## Work instructions
A – Using the text about the Amiga, answer these:
(i) How many interrupts did the Amiga 500 have?
(ii) What is the only thing the writer can think of that should interfere with video and audio playback?
(iii) Which version of Windows did Microsoft say would blow the doors off of OS/2?
B – Copy, word for word, the stretch of the text about the Amiga from "I would not" through "a barely-crunchy outside...".

## Provided passage
========================================================================
This is one of the reasons I *really* dislike "live data".
I would not consider the Amiga anything more than a single-user system;
it was too wide-open for anything else. It was a very light nougat
center and a barely-crunchy outside...
Agreed.
But my favorite thing about Amiga was that neither the video nor the
audio ever froze while the system needed to catch up on something else.
It understood that there are nearly *zero* items that should have
priority over that. The PC seems to *still* not grasp this. Although
the CD burner was virtually unheard of back then, a buffer under-run is
the only thing I can think of that should interfere with video and audio
playback.
The Amiga 500 had only 3 interrupts. But there were 25 dma channels on
the video chip alone. The Amiga saw the importance of DMA among other
things, and removed virtually all the bottlenecks.
Then OS/2 came out. But Microsoft's FUD went into high gear to make
people believe that a few months later Windows 94 (IIRC) would blow the
doors off of OS/2 and caused everyone to hold off. A few months turned
into several, and Windows 94 was in danger of turning into Windows 96.
========================================================================
## Information supplied
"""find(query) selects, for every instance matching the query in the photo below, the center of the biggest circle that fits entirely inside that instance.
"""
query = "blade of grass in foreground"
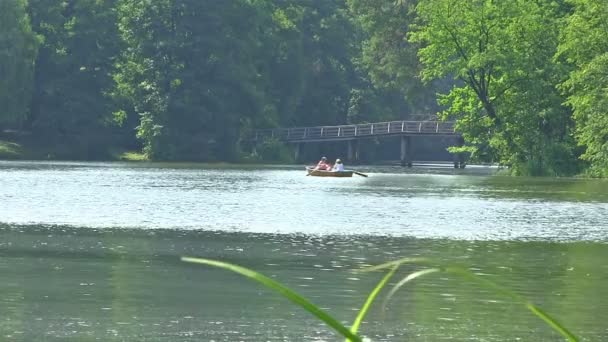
========================================================================
## Replies
A –
(i) 3
(ii) A buffer under-run
(iii) Windows 94

B –
I would not consider the Amiga anything more than a single-user system;
it was too wide-open for anything else. It was a very light nougat
center and a barely-crunchy outside...